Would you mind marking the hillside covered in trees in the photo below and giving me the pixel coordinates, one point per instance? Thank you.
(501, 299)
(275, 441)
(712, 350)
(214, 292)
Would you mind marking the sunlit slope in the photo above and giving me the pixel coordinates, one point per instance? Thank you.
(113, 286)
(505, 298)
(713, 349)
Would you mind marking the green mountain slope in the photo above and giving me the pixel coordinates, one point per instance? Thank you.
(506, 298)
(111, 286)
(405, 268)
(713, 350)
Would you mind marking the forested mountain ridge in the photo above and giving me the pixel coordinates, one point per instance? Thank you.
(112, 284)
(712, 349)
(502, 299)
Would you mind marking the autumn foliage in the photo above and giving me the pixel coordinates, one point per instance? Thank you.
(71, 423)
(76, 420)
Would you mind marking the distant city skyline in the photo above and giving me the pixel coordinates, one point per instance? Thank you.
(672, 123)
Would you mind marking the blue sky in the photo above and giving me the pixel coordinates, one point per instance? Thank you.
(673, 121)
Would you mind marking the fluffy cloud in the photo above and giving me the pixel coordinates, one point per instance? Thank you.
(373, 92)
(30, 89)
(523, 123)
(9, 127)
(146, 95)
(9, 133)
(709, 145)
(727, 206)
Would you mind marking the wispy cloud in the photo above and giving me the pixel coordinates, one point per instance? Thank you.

Exercise description
Repeat the data verbatim, line after line, leaving nothing out.

Your solution
Would you mind marking the hillside covered in trees in the photo below and giving me the pixel coordinates, one point per instance? Thank you.
(501, 299)
(275, 441)
(712, 350)
(214, 292)
Would you mind marking the sunlit slope in the photo above and giving me the pixel coordinates, one point per instance? Thank you.
(113, 286)
(505, 298)
(713, 349)
Would you mind marking the green mountain slope in the photo above and giving me the pixel coordinates, one point per instance? Thank you.
(506, 298)
(111, 286)
(405, 268)
(713, 350)
Would you mind marking the forested mountain ridge in the photo above and giving me the pixel coordinates, one point per instance? Thank you.
(112, 284)
(712, 349)
(502, 299)
Would you mind marking the autumn foliage in the photo above and giving me the pixel coordinates, one point per instance? Thank you.
(71, 423)
(76, 420)
Would you mind marking the distant city skyline in the photo above and giving me the pixel coordinates, one point per instance? Thank you.
(672, 123)
Would you mind marking the blue sky in the photo above and giving me the pixel coordinates, one point per instance? Thank you.
(673, 121)
Would you mind marking the fluffy cloud in the photo above and giving me the pixel coordinates, one point per instance? Thank you.
(373, 92)
(30, 89)
(523, 123)
(9, 127)
(146, 95)
(9, 133)
(709, 145)
(727, 206)
Would you mind marking the wispy cloud in the photo above and giving me the pixel coordinates, one point per instance? Thank you.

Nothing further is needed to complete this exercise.